**Excerpt:**
Albert Barnes' Bible Commentary
Isaiah 53:3
He is despised - This requires no explanation; and it needs no comment to show that it was fulfilled. The Redeemer was eminently the object of contempt and scorn alike by the Pharisees, the Sadducees, and the Romans. In his life on earth it was so; in his death it was still so; and since then, his name and person have been extensively the object of contempt. Nothing is a more striking fulfillment of this than the conduct of the Jews at the present day. The very name of Jesus of Nazareth excites contempt; and they join with their fathers who rejected him in heaping on him every term indicative of scorn.

**Provided material:**

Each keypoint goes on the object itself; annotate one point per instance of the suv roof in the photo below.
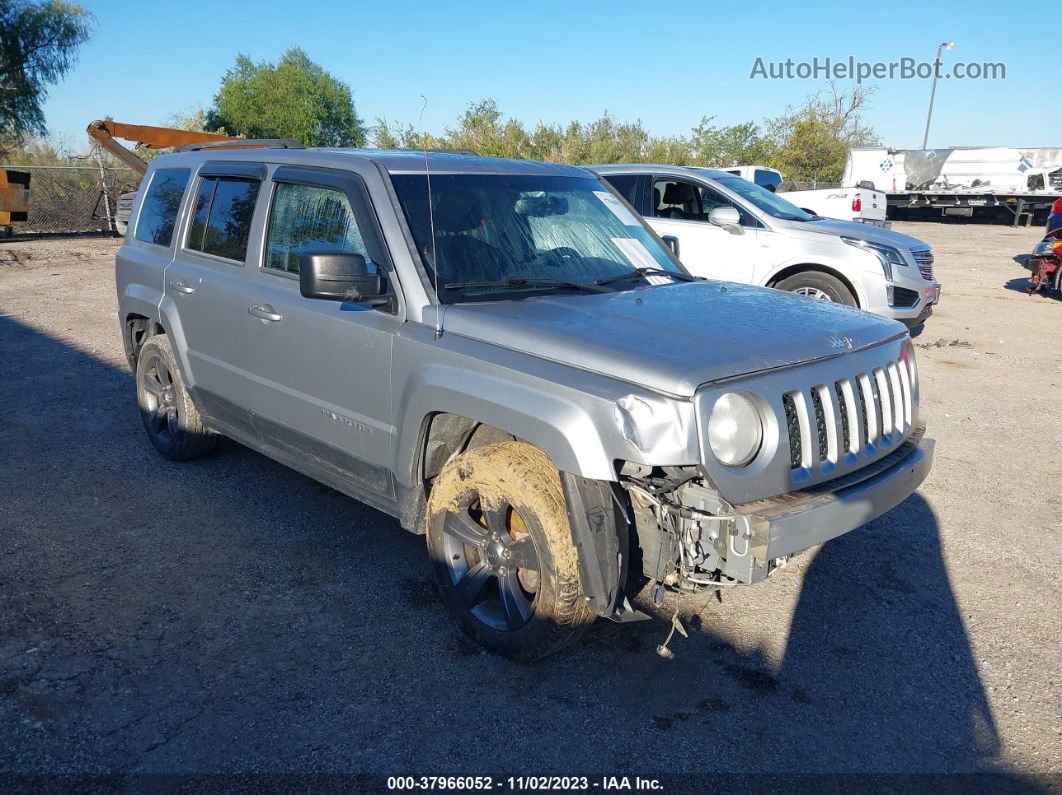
(394, 161)
(655, 168)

**Work to complete:** Reproduce the commentary on Isaiah 53:3 in full, word for word. The material here comes from a separate source unrelated to the commentary.

**Response to the exercise:**
Albert Barnes' Bible Commentary
Isaiah 53:3
He is despised - This requires no explanation; and it needs no comment to show that it was fulfilled. The Redeemer was eminently the object of contempt and scorn alike by the Pharisees, the Sadducees, and the Romans. In his life on earth it was so; in his death it was still so; and since then, his name and person have been extensively the object of contempt. Nothing is a more striking fulfillment of this than the conduct of the Jews at the present day. The very name of Jesus of Nazareth excites contempt; and they join with their fathers who rejected him in heaping on him every term indicative of scorn.